### INSTRUCTION
Pick up the essay below on color and landscape in Vreeland's novel and continue it from where it stops.

### READING TEXT
· · ·

For example, Saskia finds the color vivid and brilliant, which takes her out of the dreary greys of her life. When she speaks of the baby’s mother, she equates it with the painting. In her imagination, the mother wears blue just as the girl in the painting does, as if that is something magnificent and unheard of. Saskia’s landscape is plain, her marriage is dull, and she sees the blue as something that can give her abundance and joy. Even at the end, though she has sold the painting, she remembers the color blue and buys blue wool so she can make scarves for each of her children and bring color into their lives.
Claudine (whose chapter is titled “Hyacinth Blue”) is also enamored of the blue in the painting, especially the superficial aspects of the imagery rather than, as some of the characters, with the deeper meanings it reveals. When she first receives the painting from her husband, she places it in “the small drawing room, above a blue velvet chaise that intensified the blue of the girl’s smock…” 85). She likens the blue to the color of spring hyacinths and later equates it with the excitement of her affair. She orders hyacinths (that never come), for the day of her small concert. For Claudine, the spring hyacinth is the color of hope.
Landscape is a very important motif in the novel. In some of the stories, the landscape becomes a character, with its fickle and irregular moods. In Saskia’s story, as well as Adriaan's story, the rains precede a broken heart. In Saksia’s case, her heart breaks for the painting even as she sells it to save her marriage. For Adriaan, the weather becomes symbolic of the murky waters of society and its cruel constructs as well as the confusion of the love he experiences. For Claudine, living in The Hague is claustrophobic, and the landscape mirrors her discontent.
The author creates the landscape of the Netherlands as an important aspect to the personality of the characters. For example, when Magdalena climbs up to the sentry posts of the city walls, she feels inspired by the beauty of the landscape: “The world from that vantage point stretched so grandly. Up there, beauty was more than color and shapes, but openness, light, the air itself, and because of that, it seemed untouchable” (229).
It is a testament to Vreeland’s love and familiarity of the landscape that she brings the patterns and ornamentations of the surrounding countryside to the book. It is as if, with the stroke of her pen, she is actually painting the scene for readers through her writing, and thereby bringing forth the beauty of art not just on the canvas, but as an expression of place.

· · ·

### GIVEN DATA
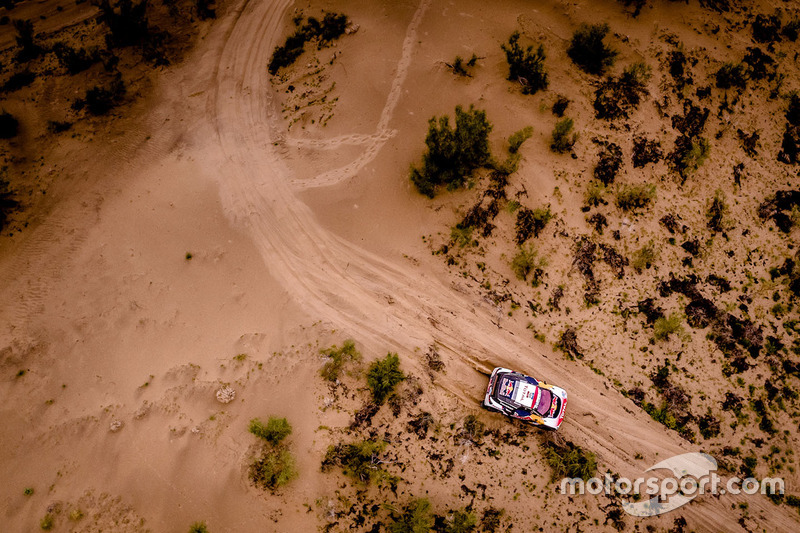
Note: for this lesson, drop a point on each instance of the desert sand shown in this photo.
(210, 235)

· · ·

### EXPECTED OUTPUT
The painting, Girl in Hyacinth Blue, plays the largest symbolic role in the novel. It is the key element that links each of the vignettes together as the author takes the reader on a journey that captures the moment the painting is created to the moment it is nearly destroyed.
The way the painting trades hands throughout time. While the painting is always of a girl wearing a blue smock looking out a window, it is also so many different things depending on who is looking at it. In this way, the author shows the reader how art is a living thing. Each owner of the painting imbues it with meaning. It is the symbol of a Nazi’s raid, or a commercial venture to help one move away. It is personal, as in Magdalena’s case, or impersonal, as in Vermeer’s case. The artist doesn’t view the painting with any sentimentality. He sees his work as merely catching a moment in time. For Hannah, the painting symbolizes the transformation to womanhood, of a young girl who is misunderstood by her mother and grandmother, only to recognize her own power through the painting.
The painting is the one thing that retains its identity. All else around it is in a constant state of flux. Floods don’t destroy it, and neither does the Holocaust. It is a stalwart symbol of eternity. Art, the painting suggests symbolically, never dies. A painting is two things at once: It enters the heart of the one who sees it and becomes something new. And yet, it always stays the same.